**PROBLEM:** Write out everything in the material below from the line that contains "Where can the bridge pier" down to the line that contains "<point>489,94</point>", both of those lines included, copying each one exactly.

**Location identification items:**
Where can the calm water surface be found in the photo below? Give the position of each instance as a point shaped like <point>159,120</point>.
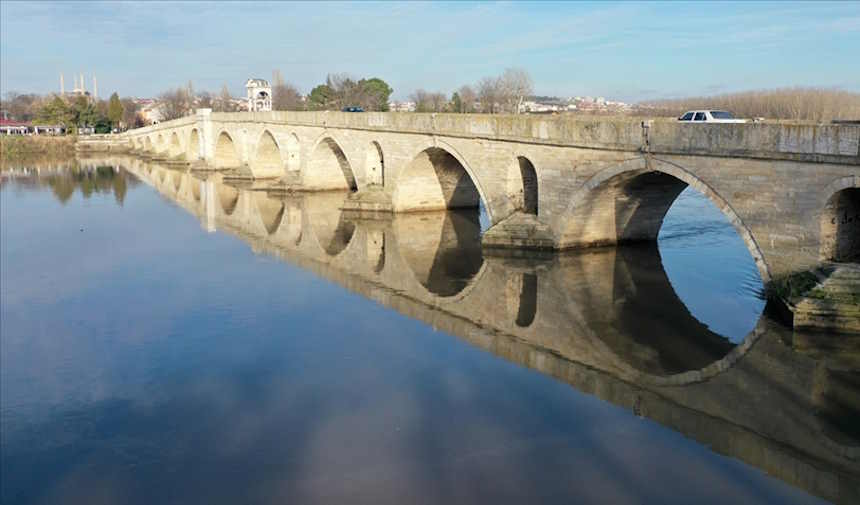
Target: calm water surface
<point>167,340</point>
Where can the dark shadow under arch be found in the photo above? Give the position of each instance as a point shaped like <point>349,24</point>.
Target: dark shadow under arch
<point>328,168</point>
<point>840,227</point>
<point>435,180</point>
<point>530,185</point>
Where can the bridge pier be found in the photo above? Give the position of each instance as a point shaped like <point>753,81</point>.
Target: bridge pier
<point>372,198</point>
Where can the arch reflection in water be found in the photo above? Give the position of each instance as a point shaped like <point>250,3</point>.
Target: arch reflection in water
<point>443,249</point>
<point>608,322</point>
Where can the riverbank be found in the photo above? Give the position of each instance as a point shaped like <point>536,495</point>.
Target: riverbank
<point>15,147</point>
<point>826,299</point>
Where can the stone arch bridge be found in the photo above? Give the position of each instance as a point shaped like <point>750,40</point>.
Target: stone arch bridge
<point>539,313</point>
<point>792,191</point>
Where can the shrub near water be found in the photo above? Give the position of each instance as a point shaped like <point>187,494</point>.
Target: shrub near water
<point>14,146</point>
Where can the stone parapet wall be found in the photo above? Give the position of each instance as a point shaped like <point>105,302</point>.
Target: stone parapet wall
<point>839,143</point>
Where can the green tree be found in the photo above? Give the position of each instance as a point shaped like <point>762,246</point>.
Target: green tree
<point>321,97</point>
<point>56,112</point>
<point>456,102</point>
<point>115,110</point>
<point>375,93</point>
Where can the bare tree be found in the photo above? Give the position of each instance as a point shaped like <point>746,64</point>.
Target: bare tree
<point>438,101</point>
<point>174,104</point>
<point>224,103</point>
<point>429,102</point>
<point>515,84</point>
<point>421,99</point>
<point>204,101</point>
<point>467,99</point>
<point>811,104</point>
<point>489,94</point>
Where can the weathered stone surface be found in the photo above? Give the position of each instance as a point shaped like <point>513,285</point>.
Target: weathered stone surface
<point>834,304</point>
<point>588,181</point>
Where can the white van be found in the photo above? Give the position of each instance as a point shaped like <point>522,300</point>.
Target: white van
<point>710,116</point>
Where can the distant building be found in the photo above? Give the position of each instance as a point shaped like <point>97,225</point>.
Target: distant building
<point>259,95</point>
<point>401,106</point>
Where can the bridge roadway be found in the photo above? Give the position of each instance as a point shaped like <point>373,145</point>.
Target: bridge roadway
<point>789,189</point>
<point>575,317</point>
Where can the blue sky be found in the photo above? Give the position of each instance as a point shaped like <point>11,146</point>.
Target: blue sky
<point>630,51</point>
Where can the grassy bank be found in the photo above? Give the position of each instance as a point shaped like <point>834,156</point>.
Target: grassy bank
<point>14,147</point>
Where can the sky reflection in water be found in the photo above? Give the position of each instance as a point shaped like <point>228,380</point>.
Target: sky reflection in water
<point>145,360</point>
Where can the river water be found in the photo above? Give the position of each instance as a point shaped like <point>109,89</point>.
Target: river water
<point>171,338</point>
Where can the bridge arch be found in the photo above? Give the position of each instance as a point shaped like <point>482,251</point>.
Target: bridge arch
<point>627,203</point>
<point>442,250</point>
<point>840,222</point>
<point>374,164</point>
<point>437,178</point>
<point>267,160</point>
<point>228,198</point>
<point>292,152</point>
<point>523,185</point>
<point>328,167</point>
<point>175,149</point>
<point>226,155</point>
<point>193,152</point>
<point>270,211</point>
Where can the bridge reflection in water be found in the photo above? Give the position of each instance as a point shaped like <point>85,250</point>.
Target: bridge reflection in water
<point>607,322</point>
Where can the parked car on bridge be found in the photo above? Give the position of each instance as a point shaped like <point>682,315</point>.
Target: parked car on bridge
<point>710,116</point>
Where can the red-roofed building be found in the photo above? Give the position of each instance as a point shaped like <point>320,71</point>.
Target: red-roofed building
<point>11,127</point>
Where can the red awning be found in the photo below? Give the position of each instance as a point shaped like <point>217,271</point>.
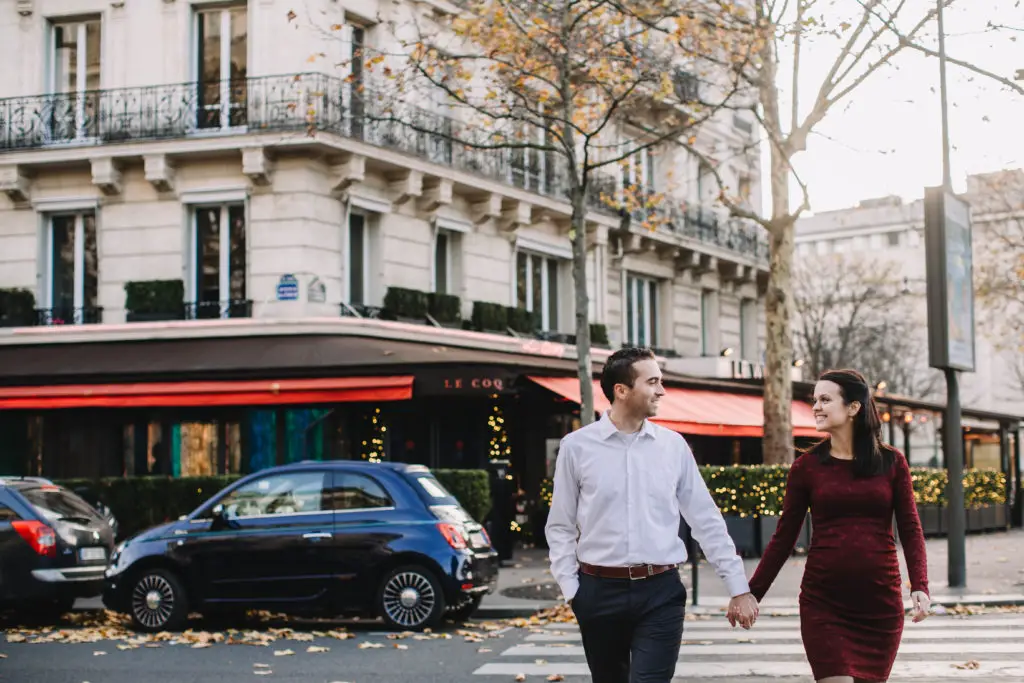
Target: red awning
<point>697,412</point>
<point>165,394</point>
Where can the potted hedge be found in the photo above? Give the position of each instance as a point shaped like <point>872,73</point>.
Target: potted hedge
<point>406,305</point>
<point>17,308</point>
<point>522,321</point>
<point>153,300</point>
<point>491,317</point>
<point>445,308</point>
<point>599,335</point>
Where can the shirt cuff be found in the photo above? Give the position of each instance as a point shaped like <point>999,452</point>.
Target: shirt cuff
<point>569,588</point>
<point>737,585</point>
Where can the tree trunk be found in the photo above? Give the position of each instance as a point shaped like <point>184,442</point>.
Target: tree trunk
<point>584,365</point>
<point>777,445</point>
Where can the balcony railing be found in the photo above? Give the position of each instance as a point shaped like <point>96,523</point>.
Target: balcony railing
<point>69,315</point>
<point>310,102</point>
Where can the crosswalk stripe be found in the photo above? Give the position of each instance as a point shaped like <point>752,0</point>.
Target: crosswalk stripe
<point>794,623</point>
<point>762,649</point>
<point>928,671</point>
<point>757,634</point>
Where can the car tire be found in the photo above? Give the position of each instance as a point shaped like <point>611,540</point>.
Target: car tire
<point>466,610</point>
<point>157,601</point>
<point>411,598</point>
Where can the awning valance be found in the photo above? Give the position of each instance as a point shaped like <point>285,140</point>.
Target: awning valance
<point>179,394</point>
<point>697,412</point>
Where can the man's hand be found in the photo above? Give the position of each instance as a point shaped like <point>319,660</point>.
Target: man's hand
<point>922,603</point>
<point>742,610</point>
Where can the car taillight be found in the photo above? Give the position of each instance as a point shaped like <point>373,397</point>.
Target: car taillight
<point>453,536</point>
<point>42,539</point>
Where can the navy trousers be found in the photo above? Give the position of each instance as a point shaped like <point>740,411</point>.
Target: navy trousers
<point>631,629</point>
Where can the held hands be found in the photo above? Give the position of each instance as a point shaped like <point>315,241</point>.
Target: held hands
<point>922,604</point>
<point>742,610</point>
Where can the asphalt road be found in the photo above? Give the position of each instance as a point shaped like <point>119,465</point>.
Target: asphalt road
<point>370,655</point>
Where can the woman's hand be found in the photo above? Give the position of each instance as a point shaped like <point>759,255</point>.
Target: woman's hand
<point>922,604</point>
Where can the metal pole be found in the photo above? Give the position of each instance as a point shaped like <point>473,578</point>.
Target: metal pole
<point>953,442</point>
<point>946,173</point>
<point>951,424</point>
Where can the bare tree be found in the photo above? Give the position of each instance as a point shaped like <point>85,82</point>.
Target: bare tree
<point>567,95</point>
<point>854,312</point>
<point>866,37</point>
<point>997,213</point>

**TASK SOLUTION:**
Where can the bridge pier be found in the photo above? Give the position of each instance as a point shaped like <point>753,81</point>.
Target: bridge pier
<point>372,198</point>
Where can the arch reflection in water be found in the photo above? Give the position of each instance as a point shaped like <point>250,3</point>.
Target: arch reflection in water
<point>443,249</point>
<point>608,322</point>
Where can the riverbank be found in the photo above? Give the position of each instance as a point shaped like <point>536,495</point>.
Target: riverbank
<point>15,147</point>
<point>826,299</point>
Where can the stone arch bridge be found in the photo above? Give the position of each instance as a point shaped like <point>750,40</point>.
Target: stone arch bridge
<point>539,313</point>
<point>792,191</point>
Where can the shrub near water be found in the photo above? Give the position of each instance as a point shaped like <point>187,494</point>.
Target: shrub near water
<point>14,146</point>
Where can the stone parapet wall be found in the photo above? Give the position of each instance as a point shaped like <point>105,302</point>.
Target: stone parapet wall
<point>839,143</point>
Where can the green tree be found in the photo above? Give the position of each instance as a point shaped like <point>762,246</point>.
Target: green tree
<point>321,97</point>
<point>56,112</point>
<point>456,102</point>
<point>115,110</point>
<point>375,93</point>
Where can the bare tree be found in the photo above? Give the position of each instance as a point shaped like <point>746,64</point>.
Target: bare tree
<point>438,101</point>
<point>174,104</point>
<point>224,103</point>
<point>429,102</point>
<point>515,84</point>
<point>421,99</point>
<point>204,101</point>
<point>467,99</point>
<point>811,104</point>
<point>489,94</point>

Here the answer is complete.